Part of a data file
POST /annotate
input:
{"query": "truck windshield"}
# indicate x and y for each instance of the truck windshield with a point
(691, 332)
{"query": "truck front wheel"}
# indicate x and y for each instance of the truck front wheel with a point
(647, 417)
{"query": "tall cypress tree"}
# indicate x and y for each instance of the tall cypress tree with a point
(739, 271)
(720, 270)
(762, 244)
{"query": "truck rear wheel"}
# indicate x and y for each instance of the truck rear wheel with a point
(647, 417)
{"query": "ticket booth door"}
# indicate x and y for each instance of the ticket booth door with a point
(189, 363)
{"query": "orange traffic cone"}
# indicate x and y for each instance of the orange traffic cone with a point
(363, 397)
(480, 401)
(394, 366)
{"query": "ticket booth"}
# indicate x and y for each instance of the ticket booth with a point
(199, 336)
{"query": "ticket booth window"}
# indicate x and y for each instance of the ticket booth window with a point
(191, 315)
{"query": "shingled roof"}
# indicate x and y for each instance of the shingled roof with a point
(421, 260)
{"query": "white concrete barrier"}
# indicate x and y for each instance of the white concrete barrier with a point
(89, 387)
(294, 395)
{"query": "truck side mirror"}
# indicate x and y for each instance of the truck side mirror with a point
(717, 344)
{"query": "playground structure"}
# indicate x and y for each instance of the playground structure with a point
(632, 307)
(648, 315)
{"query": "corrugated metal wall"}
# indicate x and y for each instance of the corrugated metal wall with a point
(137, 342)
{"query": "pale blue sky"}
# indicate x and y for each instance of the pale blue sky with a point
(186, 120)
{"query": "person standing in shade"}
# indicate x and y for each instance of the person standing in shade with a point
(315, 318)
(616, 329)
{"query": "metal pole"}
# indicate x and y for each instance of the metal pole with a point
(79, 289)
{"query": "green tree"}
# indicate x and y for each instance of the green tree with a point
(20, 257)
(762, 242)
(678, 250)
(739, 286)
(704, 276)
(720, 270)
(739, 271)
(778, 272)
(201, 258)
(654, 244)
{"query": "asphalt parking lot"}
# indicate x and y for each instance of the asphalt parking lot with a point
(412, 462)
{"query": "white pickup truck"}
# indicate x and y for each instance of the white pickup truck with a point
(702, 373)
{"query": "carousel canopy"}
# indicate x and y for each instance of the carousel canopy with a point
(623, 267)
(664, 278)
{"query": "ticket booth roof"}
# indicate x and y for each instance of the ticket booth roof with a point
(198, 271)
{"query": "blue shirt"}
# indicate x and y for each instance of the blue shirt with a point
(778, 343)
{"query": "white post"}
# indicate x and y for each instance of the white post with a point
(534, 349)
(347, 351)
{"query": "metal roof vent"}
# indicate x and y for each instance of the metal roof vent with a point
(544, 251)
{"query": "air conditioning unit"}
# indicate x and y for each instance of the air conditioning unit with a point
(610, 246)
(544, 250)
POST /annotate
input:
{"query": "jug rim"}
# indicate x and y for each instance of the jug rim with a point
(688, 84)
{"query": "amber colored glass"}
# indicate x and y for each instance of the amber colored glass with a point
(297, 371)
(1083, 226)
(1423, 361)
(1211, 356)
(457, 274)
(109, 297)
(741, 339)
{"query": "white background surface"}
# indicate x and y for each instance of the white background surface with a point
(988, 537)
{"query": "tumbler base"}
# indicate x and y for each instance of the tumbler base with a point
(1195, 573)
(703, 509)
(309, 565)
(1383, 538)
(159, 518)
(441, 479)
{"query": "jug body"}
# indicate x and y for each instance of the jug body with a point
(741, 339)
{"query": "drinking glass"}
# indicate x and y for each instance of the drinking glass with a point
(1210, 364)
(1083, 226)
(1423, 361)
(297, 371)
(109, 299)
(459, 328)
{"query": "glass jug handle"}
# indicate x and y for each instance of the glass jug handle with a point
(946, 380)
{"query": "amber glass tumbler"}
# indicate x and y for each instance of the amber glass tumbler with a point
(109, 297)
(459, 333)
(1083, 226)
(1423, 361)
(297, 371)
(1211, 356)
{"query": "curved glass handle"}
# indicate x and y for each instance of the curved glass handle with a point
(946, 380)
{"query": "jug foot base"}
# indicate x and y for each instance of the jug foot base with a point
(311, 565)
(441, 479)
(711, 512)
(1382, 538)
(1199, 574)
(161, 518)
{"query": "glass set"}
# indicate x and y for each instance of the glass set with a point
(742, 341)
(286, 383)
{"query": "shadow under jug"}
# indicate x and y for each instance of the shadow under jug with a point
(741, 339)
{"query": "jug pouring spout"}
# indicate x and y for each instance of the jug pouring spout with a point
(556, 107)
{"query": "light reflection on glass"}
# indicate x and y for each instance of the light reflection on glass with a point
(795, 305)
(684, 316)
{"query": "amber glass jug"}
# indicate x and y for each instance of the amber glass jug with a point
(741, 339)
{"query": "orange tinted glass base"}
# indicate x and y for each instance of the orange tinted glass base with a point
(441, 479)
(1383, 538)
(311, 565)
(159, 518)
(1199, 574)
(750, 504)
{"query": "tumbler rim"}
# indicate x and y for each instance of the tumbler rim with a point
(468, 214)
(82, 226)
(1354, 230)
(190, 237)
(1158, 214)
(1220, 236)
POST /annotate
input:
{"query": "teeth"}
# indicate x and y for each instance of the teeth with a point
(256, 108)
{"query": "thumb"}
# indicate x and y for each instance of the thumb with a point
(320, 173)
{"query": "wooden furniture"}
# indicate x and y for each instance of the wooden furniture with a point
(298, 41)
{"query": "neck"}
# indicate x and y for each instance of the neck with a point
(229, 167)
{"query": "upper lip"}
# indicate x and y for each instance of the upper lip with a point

INSTRUCTIONS FOR THE TASK: Copy each line of the data exactly, leaving nothing out.

EXERCISE OUTPUT:
POST /annotate
input:
{"query": "truck windshield"}
# indicate x and y for each instance of the truck windshield with a point
(691, 332)
{"query": "truck front wheel"}
# indicate x and y for each instance of the truck front wheel with a point
(647, 417)
{"query": "tall cypress tree"}
# indicate x and y for each instance of the tall cypress tree with a point
(739, 271)
(720, 270)
(762, 244)
{"query": "truck rear wheel"}
# indicate x and y for each instance of the truck rear wheel with a point
(647, 417)
{"query": "ticket booth door"}
# indicate x and y for each instance of the ticket booth door with a point
(189, 363)
{"query": "orange traffic cone"}
# indicate x and y for each instance of the orange traffic cone with a point
(363, 397)
(480, 401)
(394, 366)
{"query": "ticket booth"}
# indicate x and y for each instance of the ticket booth with a point
(199, 336)
{"query": "ticket booth window"}
# indicate x and y for each instance of the ticket booth window with a point
(191, 315)
{"query": "shingled roof"}
# indicate x and y for each instance of the shingled roof with a point
(421, 260)
{"query": "white concrete barrier"}
# indicate x and y for each instance of the white concrete barrier with a point
(89, 387)
(294, 395)
{"query": "truck side mirror"}
# indicate x and y for each instance of the truck side mirror with a point
(717, 344)
{"query": "playground structure"}
# indicate x and y for each instance of the playground structure with a point
(632, 307)
(648, 315)
{"query": "corrugated metal wall"}
# indicate x and y for each instance of the corrugated metal wall with a point
(137, 342)
{"query": "pale blue sky"}
# indicate x and y for each instance of the pale blue sky with a point
(186, 120)
{"query": "person standing in shade"}
# indicate x and y for each instance of the person standing in shade with a point
(315, 318)
(616, 329)
{"query": "metal pole"}
# indicate x and y for each instance of the metal pole with a point
(79, 289)
{"query": "green tree"}
# indicate x and y for each instance of the green tree with a point
(20, 257)
(762, 242)
(678, 250)
(739, 286)
(704, 276)
(720, 270)
(739, 271)
(778, 272)
(201, 258)
(654, 244)
{"query": "asphalt parking lot"}
# indicate x and y for each instance of the asphalt parking lot with a point
(412, 462)
{"query": "white pickup truck"}
# indicate x and y for each instance of the white pickup truck with a point
(702, 373)
{"query": "carousel canopy"}
# indicate x and y for each instance of the carousel canopy with a point
(623, 267)
(664, 278)
{"query": "ticket booth roof"}
# indicate x and y for each instance of the ticket booth roof with a point
(198, 271)
{"query": "blue shirt"}
# indicate x and y for each instance of the blue shirt with a point
(778, 343)
{"query": "white post"}
# indicate x and y for each instance of the white post with a point
(534, 349)
(347, 351)
{"query": "metal roof vent"}
# indicate x and y for each instance of the metal roof vent with a point
(544, 251)
{"query": "air conditioning unit"}
# indicate x and y for each instance of the air conditioning unit with a point
(610, 246)
(544, 250)
POST /annotate
input:
{"query": "jug rim"}
# indicate x and y for each instance of the jug rim with a point
(688, 84)
{"query": "amber colored glass"}
# indicate x and y for each instance of the amber colored glass with a point
(297, 371)
(1083, 226)
(1423, 361)
(1211, 356)
(457, 274)
(109, 297)
(741, 339)
{"query": "white background surface"}
# indicate x and y for each instance of the white background surface with a point
(988, 537)
{"query": "tumbler base"}
# indicate x and y for each instance of the tumbler base with a point
(1195, 573)
(703, 509)
(309, 565)
(1383, 538)
(159, 518)
(441, 479)
{"query": "jug body"}
# indicate x and y for each instance of the jug body with a point
(741, 339)
{"query": "drinking glass"}
# indicate x and y for each instance of the drinking glass with a point
(1210, 364)
(1083, 226)
(1423, 361)
(297, 371)
(109, 299)
(459, 328)
{"query": "glass jug handle"}
# indicate x and y for each instance of the glass jug handle with a point
(946, 380)
{"query": "amber glass tumbler"}
# indicate x and y for each instance of the amber glass tumbler with a point
(109, 297)
(459, 333)
(1083, 226)
(1423, 361)
(297, 371)
(1211, 356)
{"query": "curved glass handle"}
# indicate x and y for each instance of the curved glass handle with a point
(946, 380)
{"query": "jug foot base"}
# indicate x and y for each instance of the jug foot base with a point
(311, 565)
(441, 479)
(711, 512)
(1382, 538)
(1199, 574)
(161, 518)
{"query": "glass set"}
# indicate x and y for each instance of the glass set with a point
(742, 341)
(286, 383)
{"query": "shadow under jug"}
# indicate x and y for each instance of the shadow under jug with a point
(741, 339)
{"query": "jug pouring spout"}
# indicate x and y for each instance of the jug pouring spout with a point
(556, 107)
{"query": "light reflection on glass"}
# indicate x and y for each instance of the light reflection on glass with a point
(795, 305)
(684, 316)
{"query": "amber glass jug"}
# indicate x and y for each instance of the amber glass jug with a point
(741, 339)
{"query": "orange tinted glass base"}
# indicate x and y for each instance of the orange tinted glass base with a point
(441, 479)
(1383, 538)
(311, 565)
(159, 518)
(1199, 574)
(750, 504)
{"query": "tumbler rim"}
# indicate x and y for each instance of the tumbler rim with a point
(468, 214)
(82, 226)
(1354, 230)
(190, 237)
(1158, 214)
(1220, 236)
POST /annotate
input:
{"query": "teeth"}
# indicate x and y for each instance of the teeth with a point
(256, 108)
{"query": "thumb"}
# indicate x and y for each instance of the thumb with a point
(320, 173)
{"query": "wooden furniture"}
# indicate x and y for each instance of the wooden furniture with a point
(298, 41)
{"query": "neck"}
# indicate x and y for each instance of the neck with a point
(229, 167)
{"query": "upper lip"}
# indicate x and y for each instance of the upper lip with a point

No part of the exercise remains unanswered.